§ What you will do
#1 Name every senator mentioned by name in the legal aid debate transcript.
#2 Duplicate the passage of the legal aid debate transcript starting with "The criteria for" and going on through "(Amendment) Act, 1990.".
#3 Write the next part of the legal aid debate transcript, picking up after its final sentence.

§ Text shown

<<<<

Tellers: Tá, Senators Cosgrave and Magner; Níl, Senators Mullooly and Fitzgerald.
Question declared carried.

An Leas-Chathaoirleach

There is an equality of votes. Therefore, pursuant to Article 15.11.2º of the Constitution, I exercise my casting vote. I vote for the question in this case. The numbers are now: Tá, 25; Níl, 24.

Amendment declared lost.
Government amendment No. 9:
In page 15, line 19, to delete "a person" and substitute "an applicant".

This is a drafting amendment. It will ensure that the section is internally consistent in that it refers to "an applicant" in line 20.

Amendment agreed to.
Government amendment No. 10:
In page 15, line 35, to delete "(1)" and substitute "(2)".

This is a drafting amendment. Its purpose is to correct a typographical error.

Amendment agreed to.
Government amendment No. 11:
In page 15, line 40, after "1990,", to insert "or of unlawful carnal knowledge under section 1 or 2 of the Criminal Law Amendment Act, 1935, or of incest under section 1 or 2 of the Punishment of Incest Act, 1908,".

The criteria for obtaining legal advice in civil matters are set out in section 26. Subsection (2) precludes the board from providing individuals with advice on criminal law matters except where the advice sought concerns the procedures by which legal aid may be obtained under the Criminal Justice Legal Aid Act, 1962. Subsection (3) provides for an exception in the case of any complainant in a prosecution for the offence of rape under common law, or under section 2 of the Criminal Law Rape Act, 1981, or of aggravated sexual assault under section 3, or of rape under section 4, of the Criminal Law Rape (Amendment) Act, 1990.

The effect of the proposed amendment would be to extend legal advice to the complainant in a prosecution for the offence of unlawful carnal knowledge under section 1 or section 2 of the Criminal Law (Amendment) Act, 1935, or of incest under section 1 or section 2 of the Punishment of Incest Act, 1908. The amendment is cast along the lines suggested by Senator Honan on Committee Stage. I thank her for bringing this matter to my attention.

I thank the Minister for introducing this amendment. I proposed it on Committee Stage. The Minister indicated that he accepted the principle of the amendment but had to ensure that the technical drafting was correct. I am pleased to say that it was and the amendment can now be introduced. It is important that we send out a signal to victims of incest and victims of defilement cases which involve young girls under 15 years of age that we are prepared to extend free legal advice to them, as is the case for complainants under the Criminal Law (Amendment) Act, 1935 and section 1 and section 2 of the Punishment of Incest Act, 1908. I am pleased that the Minister has brought this amendment through and shown that his thinking is in line with ours on this matter. This amendment had support from all sides of the House. I am pleased it will become part of the Bill.

>>>>

§ Entries from a dataset
<<<<

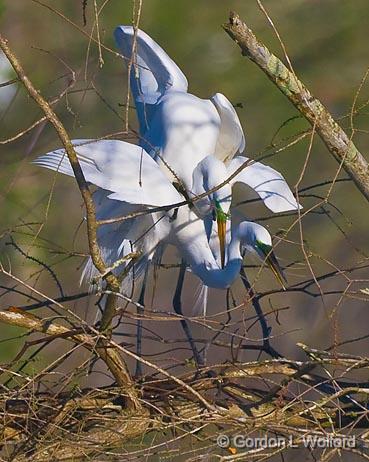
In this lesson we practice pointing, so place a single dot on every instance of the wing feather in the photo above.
(122, 168)
(266, 182)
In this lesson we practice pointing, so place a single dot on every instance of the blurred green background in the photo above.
(327, 42)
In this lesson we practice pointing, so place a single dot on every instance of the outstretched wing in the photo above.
(231, 139)
(266, 182)
(122, 168)
(153, 72)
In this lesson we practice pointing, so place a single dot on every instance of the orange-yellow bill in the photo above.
(222, 227)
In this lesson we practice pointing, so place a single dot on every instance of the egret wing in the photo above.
(266, 182)
(231, 139)
(153, 72)
(122, 168)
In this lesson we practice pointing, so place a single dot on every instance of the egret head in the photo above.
(209, 175)
(259, 241)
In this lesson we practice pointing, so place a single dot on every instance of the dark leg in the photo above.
(140, 311)
(259, 313)
(177, 305)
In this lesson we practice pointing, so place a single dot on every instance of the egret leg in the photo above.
(177, 305)
(140, 310)
(259, 313)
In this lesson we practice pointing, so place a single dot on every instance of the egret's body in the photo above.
(123, 191)
(194, 140)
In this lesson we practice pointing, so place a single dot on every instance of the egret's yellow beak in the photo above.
(273, 264)
(221, 218)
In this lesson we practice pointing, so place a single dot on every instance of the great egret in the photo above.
(192, 138)
(129, 179)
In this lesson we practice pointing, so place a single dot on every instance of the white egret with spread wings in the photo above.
(193, 139)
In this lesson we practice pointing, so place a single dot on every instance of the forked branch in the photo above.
(338, 143)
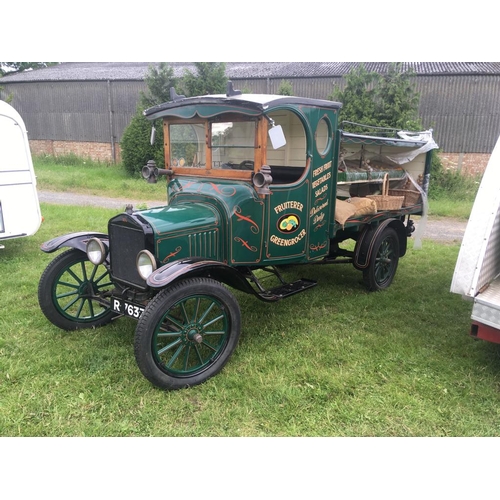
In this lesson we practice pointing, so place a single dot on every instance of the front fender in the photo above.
(189, 267)
(73, 240)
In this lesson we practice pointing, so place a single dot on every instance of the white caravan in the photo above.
(19, 207)
(477, 271)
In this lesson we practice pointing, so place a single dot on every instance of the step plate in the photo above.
(280, 292)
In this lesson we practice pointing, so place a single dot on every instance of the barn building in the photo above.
(83, 108)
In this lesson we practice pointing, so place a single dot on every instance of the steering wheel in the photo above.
(246, 165)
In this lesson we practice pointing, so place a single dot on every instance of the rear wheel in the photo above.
(383, 261)
(187, 333)
(70, 292)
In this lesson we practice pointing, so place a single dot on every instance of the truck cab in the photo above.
(253, 183)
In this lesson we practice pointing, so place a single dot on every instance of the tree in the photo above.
(210, 78)
(389, 100)
(285, 88)
(136, 145)
(397, 100)
(17, 67)
(159, 82)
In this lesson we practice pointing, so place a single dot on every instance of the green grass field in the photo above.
(333, 361)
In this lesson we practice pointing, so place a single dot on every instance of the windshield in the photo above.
(233, 144)
(187, 145)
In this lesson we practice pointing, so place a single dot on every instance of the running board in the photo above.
(286, 290)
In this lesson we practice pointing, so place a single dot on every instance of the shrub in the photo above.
(136, 146)
(451, 184)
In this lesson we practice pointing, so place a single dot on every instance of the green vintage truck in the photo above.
(253, 183)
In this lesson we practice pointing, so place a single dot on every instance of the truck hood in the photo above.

>>>>

§ Exercise answers
#1 Senator Cosgrave, Senator Magner, Senator Mullooly, Senator Fitzgerald, Senator Honan

#2
The criteria for obtaining legal advice in civil matters are set out in section 26. Subsection (2) precludes the board from providing individuals with advice on criminal law matters except where the advice sought concerns the procedures by which legal aid may be obtained under the Criminal Justice Legal Aid Act, 1962. Subsection (3) provides for an exception in the case of any complainant in a prosecution for the offence of rape under common law, or under section 2 of the Criminal Law Rape Act, 1981, or of aggravated sexual assault under section 3, or of rape under section 4, of the Criminal Law Rape (Amendment) Act, 1990.

#3
I also welcome the extension of legal cover in this Bill to that contained in the Acts already mentioned. Following the recent double debacle in the Office of the Attorney General, it is worth making such a statement. The impression given by that debacle was that violence against the person, particularly sexual violence, was considered less serious than any other form of crime, that delays could be tolerated and complaints not investigated. It is very important that this amendment has been included. I hope it will not be long before the complainant in all rape trials, who is a witness in these cases, has independent legal representation. I welcome what the Minister has done with the amendment.

I welcome the Minister's amendment. I pay tribute to Senator Honan who brought this issue forward. It was discussed on Committee Stage and all sides of the House agreed with the principle outlined by Senator Honan and others — a similar amendment was tabled by the Independent group. An important signal is being sent out for future legislation — perhaps existing legislation could be amended — to ensure that victims receive legal advice in court during a very delicate and trying time.

I compliment those involved in introducing this amendment. I have spoken about the particular issues of sexual offences in this House. I believe it is most important that the victim of such a crime is not left on the outside, as a mere witness in a court case, for something that has altered their lives dramatically and had a major effect on them. It is very helpful to see that being acknowledged in this legislation. I support Senator Henry's view that it is very important that independent legal standing be sought for the complainant in such cases. It is only then that the role and importance of the victim in such cases will be fully recognised.

I offer my gratitude to the Minister and my appreciation to Senator Honan, who has made a significant contribution. I wonder if this is the only Opposition amendment the Minister has accepted in full? I wish he would be more forthcoming on the others. We would then have a still better Bill.

I join with other Members in paying tribute to Senator Honan in having her amendment taken on board in the legislation. I thank the Minister for recognising its importance.

It is good to see the Minister accept an Opposition amendment in this matter. It is of enormous importance. There are far too many people who felt that they had no recourse to obtaining proper advice. This goes a long way to reassuring people throughout the country who are suffering in this manner.

Amendment agreed to.
Bill recommitted in respect of amendments Nos. 12 and 13.
Government amendment No. 12:
In page 15, line 49, after "of", to insert "any".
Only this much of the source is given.